• WHAT IS EXPECTED: Rewrite the rows below as a numbered list, skipping any blank lines and leaving out the pictures.

═══

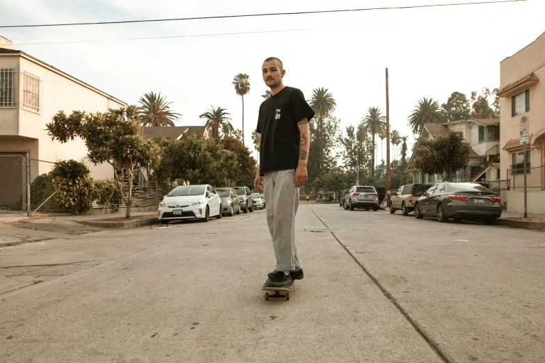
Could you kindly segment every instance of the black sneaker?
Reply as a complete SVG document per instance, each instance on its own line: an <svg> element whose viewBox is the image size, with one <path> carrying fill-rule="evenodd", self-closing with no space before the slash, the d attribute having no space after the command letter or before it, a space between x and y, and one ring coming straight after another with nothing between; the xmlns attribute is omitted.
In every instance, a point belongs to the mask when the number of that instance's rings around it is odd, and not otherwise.
<svg viewBox="0 0 545 363"><path fill-rule="evenodd" d="M292 282L292 277L283 271L277 271L272 278L269 279L269 286L271 287L282 287Z"/></svg>
<svg viewBox="0 0 545 363"><path fill-rule="evenodd" d="M274 275L276 275L276 270L274 270L271 273L269 273L267 274L267 276L269 276L269 279L271 279L274 277ZM303 268L299 268L297 271L290 271L290 275L292 277L292 279L293 280L303 280Z"/></svg>

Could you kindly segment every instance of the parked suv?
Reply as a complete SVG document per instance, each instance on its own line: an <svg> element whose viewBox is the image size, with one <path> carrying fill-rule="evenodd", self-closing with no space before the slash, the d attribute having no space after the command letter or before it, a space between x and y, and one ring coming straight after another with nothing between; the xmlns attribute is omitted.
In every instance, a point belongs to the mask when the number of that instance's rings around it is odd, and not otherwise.
<svg viewBox="0 0 545 363"><path fill-rule="evenodd" d="M244 213L248 213L248 211L253 211L253 197L252 197L252 193L250 191L250 188L247 186L235 186L233 188L237 191L237 193L240 198L240 208Z"/></svg>
<svg viewBox="0 0 545 363"><path fill-rule="evenodd" d="M395 211L401 209L404 216L408 216L414 211L416 200L429 188L428 184L406 184L400 186L397 195L393 195L390 200L390 213L393 214Z"/></svg>
<svg viewBox="0 0 545 363"><path fill-rule="evenodd" d="M379 194L374 186L352 186L345 196L343 207L351 211L354 208L365 208L377 211L379 210Z"/></svg>

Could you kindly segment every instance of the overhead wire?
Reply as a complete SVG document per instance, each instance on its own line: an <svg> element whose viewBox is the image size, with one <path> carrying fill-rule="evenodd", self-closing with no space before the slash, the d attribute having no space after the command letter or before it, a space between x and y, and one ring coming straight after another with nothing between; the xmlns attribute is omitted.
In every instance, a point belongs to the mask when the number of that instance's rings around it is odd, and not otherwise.
<svg viewBox="0 0 545 363"><path fill-rule="evenodd" d="M180 22L180 21L187 21L187 20L204 20L204 19L232 19L232 18L239 18L239 17L269 17L269 16L279 16L279 15L328 14L328 13L350 13L350 12L362 12L362 11L374 11L374 10L416 9L416 8L439 8L439 7L445 7L445 6L468 6L468 5L484 5L484 4L491 4L491 3L515 3L515 2L529 1L530 0L495 0L492 1L472 1L472 2L466 2L466 3L442 3L442 4L411 5L406 6L387 6L387 7L380 7L380 8L356 8L356 9L296 11L296 12L291 12L291 13L262 13L262 14L241 14L241 15L216 15L216 16L208 16L208 17L179 17L179 18L171 18L171 19L120 20L120 21L116 21L116 22L87 22L87 23L1 25L0 26L0 29L38 28L38 27L46 27L46 26L81 26L81 25L109 25L109 24L118 24L150 23L150 22Z"/></svg>

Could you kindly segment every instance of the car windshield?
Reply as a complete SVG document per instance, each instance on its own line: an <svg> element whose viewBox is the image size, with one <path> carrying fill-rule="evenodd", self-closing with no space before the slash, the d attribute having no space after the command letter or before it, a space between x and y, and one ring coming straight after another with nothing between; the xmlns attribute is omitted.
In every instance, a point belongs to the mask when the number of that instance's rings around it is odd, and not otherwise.
<svg viewBox="0 0 545 363"><path fill-rule="evenodd" d="M476 184L475 183L453 183L450 184L450 188L455 191L478 191L478 192L487 192L492 193L490 189L484 188L480 184Z"/></svg>
<svg viewBox="0 0 545 363"><path fill-rule="evenodd" d="M216 189L220 197L228 197L230 195L229 189Z"/></svg>
<svg viewBox="0 0 545 363"><path fill-rule="evenodd" d="M185 195L202 195L205 193L204 186L182 186L176 188L167 195L168 197L183 197Z"/></svg>
<svg viewBox="0 0 545 363"><path fill-rule="evenodd" d="M237 191L239 195L244 195L246 194L246 190L244 188L235 188L235 190Z"/></svg>

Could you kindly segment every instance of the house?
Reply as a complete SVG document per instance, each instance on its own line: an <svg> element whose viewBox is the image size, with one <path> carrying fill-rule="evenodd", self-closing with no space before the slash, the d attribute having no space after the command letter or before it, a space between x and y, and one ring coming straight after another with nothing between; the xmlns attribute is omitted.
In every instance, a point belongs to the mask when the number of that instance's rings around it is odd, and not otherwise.
<svg viewBox="0 0 545 363"><path fill-rule="evenodd" d="M428 175L414 166L414 154L420 140L434 139L445 136L448 131L460 131L471 147L469 162L461 170L456 172L452 182L475 182L484 179L497 185L500 179L500 120L489 115L476 113L472 120L460 120L446 123L424 124L413 154L405 171L412 172L413 182L433 184L443 180L442 175Z"/></svg>
<svg viewBox="0 0 545 363"><path fill-rule="evenodd" d="M82 140L65 144L52 141L45 124L61 110L67 114L73 110L106 112L126 105L40 59L12 49L11 42L0 37L0 156L26 156L28 152L31 179L50 171L52 162L65 159L85 163L95 179L113 177L111 166L95 167L88 161Z"/></svg>
<svg viewBox="0 0 545 363"><path fill-rule="evenodd" d="M528 212L545 213L545 33L500 63L502 175L510 211L524 211L524 152L520 122L529 120L526 145Z"/></svg>
<svg viewBox="0 0 545 363"><path fill-rule="evenodd" d="M209 138L204 126L175 126L142 127L142 134L148 138L163 138L180 140L184 135L200 135Z"/></svg>

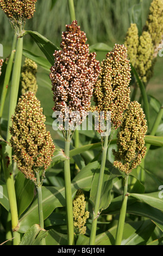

═══

• RESULT OF THIS EXERCISE:
1. Could you kindly segment every instance of the black sneaker?
2. Reply as a complete SVG document per instance, each instance on its own line: an <svg> element whose viewBox is the image size, with one <path> carrying fill-rule="evenodd", self-closing with no space before the slash, the d attribute having no space after the command letter or before it, a space between x and y, and one ring coming straight after another with nothing between; the xmlns attribute is omitted.
3. In every instance, a point belongs to the mask when the number of that instance's rings around it is odd, and not otherwise.
4. <svg viewBox="0 0 545 363"><path fill-rule="evenodd" d="M292 282L292 277L283 271L277 271L272 278L269 279L269 286L271 287L282 287Z"/></svg>
5. <svg viewBox="0 0 545 363"><path fill-rule="evenodd" d="M274 275L276 275L276 270L274 270L271 273L269 273L267 274L267 276L269 276L269 279L271 279L274 277ZM303 268L299 268L297 271L290 271L290 275L292 277L292 279L293 280L303 280Z"/></svg>
6. Could you kindly segment every instance of the parked suv?
7. Reply as a complete SVG document per instance, each instance on its own line: an <svg> element whose viewBox is the image size, with one <path> carrying fill-rule="evenodd", self-closing with no space before the slash, the d attribute having no space after the command letter or before it, a space between x and y, and one ring coming straight after another with nothing between; the xmlns attribute is omitted.
8. In every instance, a point belongs to the mask when the number of that instance's rings around it is odd, and not otherwise.
9. <svg viewBox="0 0 545 363"><path fill-rule="evenodd" d="M244 213L248 213L248 211L253 211L253 197L252 197L252 193L250 191L250 188L247 186L235 186L233 188L237 191L237 193L240 198L240 208Z"/></svg>
10. <svg viewBox="0 0 545 363"><path fill-rule="evenodd" d="M395 211L401 209L404 216L408 216L414 211L416 200L429 188L428 184L406 184L400 186L397 195L393 195L390 200L390 213L393 214Z"/></svg>
11. <svg viewBox="0 0 545 363"><path fill-rule="evenodd" d="M379 194L374 186L352 186L345 196L343 207L351 211L354 208L365 208L377 211L379 210Z"/></svg>
12. Could you kindly segment every instance of the overhead wire?
13. Reply as a complete SVG document per instance, each instance on its own line: an <svg> element whose viewBox is the image size, with one <path> carrying fill-rule="evenodd", self-closing with no space before the slash, the d attribute having no space after the command letter or before it, a space between x and y, and one ring coming straight after another with nothing between; the xmlns attribute is omitted.
14. In every instance, a point belongs to the mask when the number of that instance's rings around it is odd, and not otherwise.
15. <svg viewBox="0 0 545 363"><path fill-rule="evenodd" d="M180 22L180 21L187 21L187 20L204 20L204 19L232 19L232 18L239 18L239 17L269 17L269 16L279 16L279 15L328 14L328 13L350 13L350 12L362 12L362 11L374 11L374 10L416 9L416 8L439 8L439 7L445 7L445 6L468 6L468 5L484 5L484 4L491 4L491 3L515 3L515 2L529 1L530 0L495 0L492 1L472 1L472 2L466 2L466 3L442 3L442 4L411 5L406 6L387 6L387 7L380 7L380 8L356 8L356 9L296 11L296 12L291 12L291 13L262 13L262 14L241 14L241 15L216 15L216 16L208 16L208 17L179 17L179 18L171 18L171 19L120 20L120 21L116 21L116 22L87 22L87 23L1 25L0 26L0 29L38 28L38 27L46 27L46 26L81 26L81 25L109 25L109 24L118 24L150 23L150 22Z"/></svg>
16. Could you kindly segment every instance of the car windshield?
17. Reply as a complete SVG document per instance, each instance on its own line: an <svg> element whose viewBox is the image size, with one <path> carrying fill-rule="evenodd", self-closing with no space before the slash, the d attribute having no space after the command letter or before it, a space between x and y, and one ring coming straight after another with nothing between; the xmlns attribute is omitted.
18. In every instance, a point belongs to the mask when the number of that instance's rings around it is odd, and not otherwise.
19. <svg viewBox="0 0 545 363"><path fill-rule="evenodd" d="M476 184L475 183L453 183L450 184L450 188L455 191L478 191L478 192L487 192L492 193L490 189L484 188L480 184Z"/></svg>
20. <svg viewBox="0 0 545 363"><path fill-rule="evenodd" d="M216 189L220 197L228 197L230 195L229 189Z"/></svg>
21. <svg viewBox="0 0 545 363"><path fill-rule="evenodd" d="M185 195L202 195L205 193L204 186L182 186L176 188L167 195L168 197L183 197Z"/></svg>
22. <svg viewBox="0 0 545 363"><path fill-rule="evenodd" d="M237 191L239 195L244 195L246 194L246 190L244 188L235 188L235 190Z"/></svg>
23. Could you kindly segment every instance of the house?
24. Reply as a complete SVG document per instance, each instance on its own line: an <svg> element whose viewBox is the image size, with one <path> carrying fill-rule="evenodd", self-closing with no space before the slash, the d attribute having no space after the command letter or before it, a space between x and y, and one ring coming straight after another with nothing between; the xmlns attribute is omitted.
25. In every instance, a point belongs to the mask when the number of that instance's rings around it is odd, and not otherwise.
26. <svg viewBox="0 0 545 363"><path fill-rule="evenodd" d="M428 175L414 166L414 154L420 140L434 139L445 136L448 131L460 131L471 147L469 162L461 170L456 172L452 182L475 182L484 179L497 185L500 179L500 120L489 115L476 113L472 120L460 120L446 123L424 124L413 154L405 171L412 172L413 182L433 184L443 180L442 175Z"/></svg>
27. <svg viewBox="0 0 545 363"><path fill-rule="evenodd" d="M82 140L65 144L52 141L45 124L61 110L67 114L73 110L106 112L126 105L40 59L12 49L11 42L0 37L0 156L26 156L28 152L31 179L50 171L52 162L65 159L85 163L95 179L113 177L111 166L95 167L88 161Z"/></svg>
28. <svg viewBox="0 0 545 363"><path fill-rule="evenodd" d="M528 212L545 213L545 33L500 63L502 175L510 211L524 211L524 152L520 122L529 120L526 145Z"/></svg>
29. <svg viewBox="0 0 545 363"><path fill-rule="evenodd" d="M209 138L204 126L175 126L142 127L142 134L148 138L163 138L180 140L184 135L200 135Z"/></svg>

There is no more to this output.